:: Work request ::
Copy the entries without a single change. Pictures should be dropped.

[Stored data entries]
--- START ---

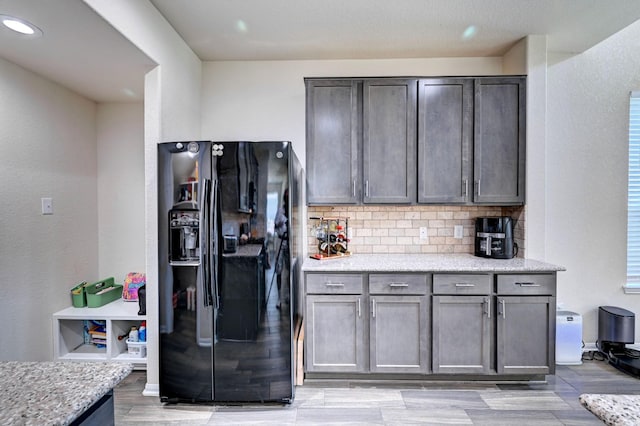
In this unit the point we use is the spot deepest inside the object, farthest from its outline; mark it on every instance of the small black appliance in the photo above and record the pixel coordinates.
(494, 237)
(616, 328)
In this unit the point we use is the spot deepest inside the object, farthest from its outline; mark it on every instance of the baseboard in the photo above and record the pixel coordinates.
(593, 347)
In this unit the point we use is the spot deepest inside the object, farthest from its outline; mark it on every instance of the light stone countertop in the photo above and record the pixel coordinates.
(54, 393)
(426, 263)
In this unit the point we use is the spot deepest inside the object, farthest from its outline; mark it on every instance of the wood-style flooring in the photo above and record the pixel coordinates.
(552, 403)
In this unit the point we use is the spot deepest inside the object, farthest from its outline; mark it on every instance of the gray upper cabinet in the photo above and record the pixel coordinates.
(445, 140)
(389, 141)
(471, 140)
(458, 140)
(361, 141)
(499, 140)
(333, 141)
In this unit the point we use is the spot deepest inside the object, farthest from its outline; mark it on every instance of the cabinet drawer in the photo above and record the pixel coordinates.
(462, 284)
(334, 283)
(527, 284)
(397, 284)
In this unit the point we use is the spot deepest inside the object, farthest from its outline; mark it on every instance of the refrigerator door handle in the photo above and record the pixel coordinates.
(205, 248)
(214, 205)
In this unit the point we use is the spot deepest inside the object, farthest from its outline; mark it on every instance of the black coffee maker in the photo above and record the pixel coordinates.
(494, 237)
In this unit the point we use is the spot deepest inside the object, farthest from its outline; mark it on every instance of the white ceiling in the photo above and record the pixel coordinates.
(84, 53)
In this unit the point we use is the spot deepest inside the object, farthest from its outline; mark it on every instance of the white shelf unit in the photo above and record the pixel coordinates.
(68, 336)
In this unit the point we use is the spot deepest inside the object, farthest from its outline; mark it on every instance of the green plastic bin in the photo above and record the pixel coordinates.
(102, 292)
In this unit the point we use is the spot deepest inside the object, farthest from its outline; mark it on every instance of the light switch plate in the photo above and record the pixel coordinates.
(424, 234)
(47, 205)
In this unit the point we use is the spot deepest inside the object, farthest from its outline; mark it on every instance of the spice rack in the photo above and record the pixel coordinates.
(332, 234)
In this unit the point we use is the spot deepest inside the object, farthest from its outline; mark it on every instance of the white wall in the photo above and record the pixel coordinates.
(171, 112)
(587, 142)
(120, 173)
(47, 138)
(265, 100)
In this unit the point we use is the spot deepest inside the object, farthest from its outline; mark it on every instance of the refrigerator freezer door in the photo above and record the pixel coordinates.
(185, 315)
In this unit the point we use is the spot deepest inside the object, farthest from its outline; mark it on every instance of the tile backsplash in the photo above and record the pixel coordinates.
(396, 229)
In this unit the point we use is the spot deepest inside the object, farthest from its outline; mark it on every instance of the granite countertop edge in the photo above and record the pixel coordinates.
(426, 263)
(54, 393)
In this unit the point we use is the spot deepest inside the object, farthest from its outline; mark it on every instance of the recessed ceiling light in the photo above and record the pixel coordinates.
(20, 26)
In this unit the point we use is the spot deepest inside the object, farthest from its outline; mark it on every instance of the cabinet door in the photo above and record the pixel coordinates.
(389, 141)
(526, 335)
(399, 334)
(461, 334)
(333, 132)
(445, 132)
(499, 140)
(335, 338)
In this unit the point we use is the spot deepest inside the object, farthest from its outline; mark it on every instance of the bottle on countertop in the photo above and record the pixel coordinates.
(133, 334)
(142, 332)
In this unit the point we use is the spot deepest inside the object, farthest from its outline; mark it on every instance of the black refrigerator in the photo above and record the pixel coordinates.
(229, 229)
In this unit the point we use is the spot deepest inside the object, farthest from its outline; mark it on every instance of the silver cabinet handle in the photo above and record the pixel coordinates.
(528, 284)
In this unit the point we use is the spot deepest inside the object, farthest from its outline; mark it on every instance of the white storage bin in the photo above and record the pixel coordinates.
(137, 349)
(568, 338)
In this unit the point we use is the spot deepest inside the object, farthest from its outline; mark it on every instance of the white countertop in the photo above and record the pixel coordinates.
(426, 263)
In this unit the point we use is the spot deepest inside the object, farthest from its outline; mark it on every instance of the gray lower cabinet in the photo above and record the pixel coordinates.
(335, 323)
(335, 334)
(399, 323)
(473, 324)
(526, 323)
(462, 323)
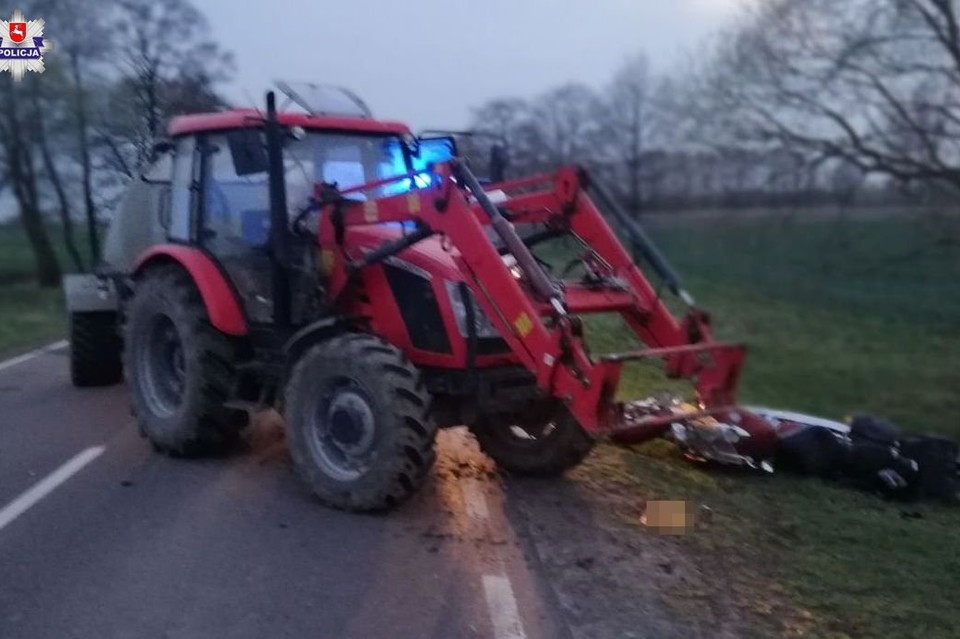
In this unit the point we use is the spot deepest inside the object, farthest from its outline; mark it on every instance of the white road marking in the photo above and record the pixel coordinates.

--- END ---

:: Written solution ::
In this unit the point we use is the spot deepest inside the object, farthest from its outline; mark it on every instance of the small black appliance in the photo above and record the pixel coordinates.
(494, 237)
(616, 328)
In this unit the point we use is the spot deepest inside the object, farthest from its outline; mark it on every instance of the baseboard in the photo above and record the pixel coordinates.
(593, 347)
In this unit the point we use is the spot deepest inside the object, farthest from its outline; mark it on every instance of the light stone countertop in the photo above and record the pixel coordinates.
(54, 393)
(426, 263)
In this unit the point we use is the spot deepest inside the object, farthest from its outline; mark it on every instance of the wood-style flooring in the photo above and record the pixel coordinates.
(552, 403)
In this unit the point we use is the spot deepest inside the object, farthest from its outline; mark it on every instance of the gray upper cabinet in the photo above and record the pixel coordinates.
(445, 140)
(389, 141)
(471, 140)
(458, 140)
(361, 141)
(499, 140)
(333, 141)
In this unit the point we use is the spot deepest inside the object, farthest from its outline; mark it on every instance of the cabinet drawer in the photo above and record the pixel coordinates.
(462, 284)
(334, 283)
(527, 284)
(397, 284)
In this unit the point we use is the spot deepest inside the object, farthest from its outline; mark it on every instance of the refrigerator door handle in the photo above and record the pixel coordinates.
(205, 248)
(214, 205)
In this unit the point we use is the spot deepest inside the object, farthest from its outline; mark it on every instance of the black coffee maker in the photo above and record the pixel coordinates.
(494, 237)
In this unit the point we use is the spot deepest inside the object, farthest from its outline; mark it on every instance of the white ceiling in the photo above and record the pixel coordinates.
(84, 53)
In this unit the point we use is the spot deepest inside the object, farthest from its outline; mark it on every instance of the white shelf unit in the photo above and record the pixel coordinates.
(68, 336)
In this unit the point we use is the spot deepest inside the object, farthest from its outline; mark it on every instance of the green plastic bin in the photo above and record the pixel coordinates.
(102, 292)
In this unit the point we use is the spot deepest inside the object, farthest from its outline; mark it on every instance of the light switch plate in the photo above and record the pixel coordinates.
(424, 234)
(47, 205)
In this unit the point we use is the spot deepest inside the object, farthest from its outline; mark it on every instance of the spice rack in the photo above and record the pixel coordinates.
(332, 234)
In this unit the point we use is the spot deepest inside the object, farthest from its outline; mark it on every instance of the white wall in the photo above and record the pixel coordinates.
(171, 112)
(587, 142)
(120, 173)
(47, 138)
(265, 100)
In this unit the point we use is the spot deepest inside the object, farthest from its outline; mark it on every instance of the refrigerator freezer door in the photo above and record the pixel coordinates.
(185, 315)
In this unit the point we use is the spot deepest inside the object, farthest from its outline; mark it on every instance of the tile backsplash in the photo above and record the pixel coordinates.
(396, 229)
In this unit the point we use is the spot deepest inside the object, farthest from its outline; mark it on every instance of the granite countertop edge in the photo above and record the pixel coordinates.
(426, 263)
(54, 393)
In this unit the point we use is the spot deepest inside the object, farthest from its outline; mark it on every instance of the recessed ceiling light in the photo above and record the pixel coordinates.
(20, 26)
In this unit the point we use is the spot deepest inside the object, farthest from its outline; mark it on every instance of the cabinet door in the photo above and record the pixel coordinates.
(389, 141)
(526, 335)
(399, 334)
(461, 334)
(333, 132)
(445, 132)
(499, 140)
(335, 338)
In this unit the point we use is the spot deepest inside the object, farthest from its outline; mark it on every instance of the bottle on countertop in the photo above and record the pixel coordinates.
(133, 334)
(142, 332)
In this unit the point we use is the spot deepest inside the object, farthest from its outline; mark it on every instance of the black refrigerator in the photo above and record the pixel coordinates.
(229, 229)
In this unit the point we use is the spot deepest inside the object, farthest from its outline; mark it on every instance of the silver cabinet handle in the photo above and record the pixel coordinates.
(528, 284)
In this unit the point we use is the spot deepest inside the object, farthest from its outline; mark it on every instance of the white storage bin in the photo above and record the pixel coordinates.
(137, 349)
(568, 338)
In this unit the point we use is the spot deepest inside the object, farthest from its outline; mark it on every instance of the white countertop in the photo above and record the pixel coordinates.
(426, 263)
In this unit the point we use is the spot deepest inside the object, farthest from its outline; mark it on every instance of the gray lower cabinet in the photo above and record the pixel coordinates.
(335, 323)
(335, 334)
(399, 323)
(473, 324)
(526, 323)
(462, 323)
In this unit the point we use is the spot deepest inside the object, farthest from its outline; mark it on every instance of the white road marking in the photo above and record the pixel coordinates.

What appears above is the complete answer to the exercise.